> **WHAT THE TASK ASKS**: Pull out every line in the records below that contains the string "pixels", with case counting, and copy each such line.

Start of EXCERPTED RECORDS

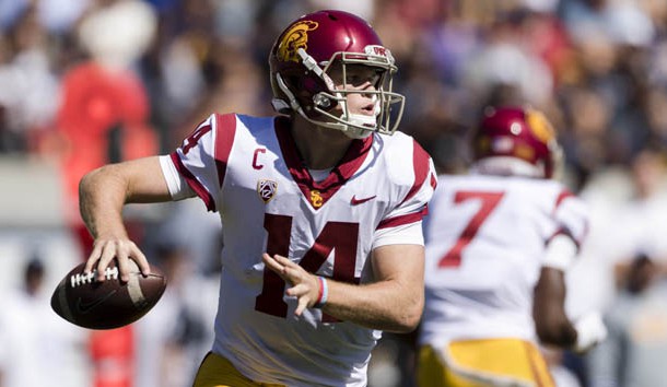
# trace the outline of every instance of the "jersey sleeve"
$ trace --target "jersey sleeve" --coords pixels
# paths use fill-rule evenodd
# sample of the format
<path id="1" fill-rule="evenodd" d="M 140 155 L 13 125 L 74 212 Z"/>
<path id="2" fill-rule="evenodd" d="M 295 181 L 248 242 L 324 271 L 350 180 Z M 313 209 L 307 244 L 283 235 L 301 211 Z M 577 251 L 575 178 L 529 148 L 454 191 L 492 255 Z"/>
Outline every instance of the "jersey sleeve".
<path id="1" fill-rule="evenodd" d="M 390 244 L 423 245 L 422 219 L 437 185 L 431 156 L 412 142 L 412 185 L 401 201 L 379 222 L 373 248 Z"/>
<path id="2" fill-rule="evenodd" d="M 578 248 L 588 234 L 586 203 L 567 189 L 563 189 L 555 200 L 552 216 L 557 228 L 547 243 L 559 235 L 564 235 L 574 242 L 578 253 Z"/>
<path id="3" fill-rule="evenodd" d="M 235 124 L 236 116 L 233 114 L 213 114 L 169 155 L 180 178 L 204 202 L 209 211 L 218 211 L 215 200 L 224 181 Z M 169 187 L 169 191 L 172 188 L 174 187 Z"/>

End of EXCERPTED RECORDS
Start of EXCERPTED RECORDS

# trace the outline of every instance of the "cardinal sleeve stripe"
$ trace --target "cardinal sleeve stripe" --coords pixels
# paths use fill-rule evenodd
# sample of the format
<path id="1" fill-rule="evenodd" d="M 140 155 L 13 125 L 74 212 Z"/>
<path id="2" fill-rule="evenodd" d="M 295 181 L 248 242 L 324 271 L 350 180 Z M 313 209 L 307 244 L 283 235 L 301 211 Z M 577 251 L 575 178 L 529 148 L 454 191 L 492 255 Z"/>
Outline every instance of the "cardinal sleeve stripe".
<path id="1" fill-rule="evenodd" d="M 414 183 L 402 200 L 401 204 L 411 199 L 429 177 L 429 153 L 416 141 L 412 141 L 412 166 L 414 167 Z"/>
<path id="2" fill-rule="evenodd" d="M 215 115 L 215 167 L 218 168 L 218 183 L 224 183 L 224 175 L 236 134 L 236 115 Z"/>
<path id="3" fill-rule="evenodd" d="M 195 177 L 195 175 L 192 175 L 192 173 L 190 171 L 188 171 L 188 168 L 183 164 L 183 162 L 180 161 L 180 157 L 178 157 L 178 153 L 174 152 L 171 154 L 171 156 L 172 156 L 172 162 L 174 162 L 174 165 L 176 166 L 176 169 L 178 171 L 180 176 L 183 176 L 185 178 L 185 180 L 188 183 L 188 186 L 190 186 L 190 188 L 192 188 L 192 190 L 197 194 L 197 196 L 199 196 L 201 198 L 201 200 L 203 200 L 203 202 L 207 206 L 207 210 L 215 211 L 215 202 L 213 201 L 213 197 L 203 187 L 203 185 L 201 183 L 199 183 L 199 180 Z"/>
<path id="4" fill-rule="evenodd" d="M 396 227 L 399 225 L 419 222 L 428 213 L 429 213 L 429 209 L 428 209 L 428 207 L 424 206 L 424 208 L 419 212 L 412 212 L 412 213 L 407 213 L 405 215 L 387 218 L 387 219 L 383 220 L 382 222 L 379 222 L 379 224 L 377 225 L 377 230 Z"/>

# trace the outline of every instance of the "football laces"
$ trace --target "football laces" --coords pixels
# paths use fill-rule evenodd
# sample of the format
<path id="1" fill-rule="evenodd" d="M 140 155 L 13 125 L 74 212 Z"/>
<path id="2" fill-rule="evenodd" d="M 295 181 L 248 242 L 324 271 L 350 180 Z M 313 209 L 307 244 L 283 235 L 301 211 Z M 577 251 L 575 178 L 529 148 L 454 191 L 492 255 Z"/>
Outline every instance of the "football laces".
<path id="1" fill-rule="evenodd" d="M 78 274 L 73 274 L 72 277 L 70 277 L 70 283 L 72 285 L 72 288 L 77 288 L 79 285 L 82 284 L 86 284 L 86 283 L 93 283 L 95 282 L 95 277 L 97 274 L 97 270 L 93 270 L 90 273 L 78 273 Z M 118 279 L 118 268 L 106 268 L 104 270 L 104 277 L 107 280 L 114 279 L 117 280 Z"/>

End of EXCERPTED RECORDS

> **ANSWER TO THE PROBLEM**:
$ trace --target "jersey sleeve" --coords pixels
$ trace --target "cardinal sleeve stripe" --coords pixels
$ trace --target "football laces" --coords pixels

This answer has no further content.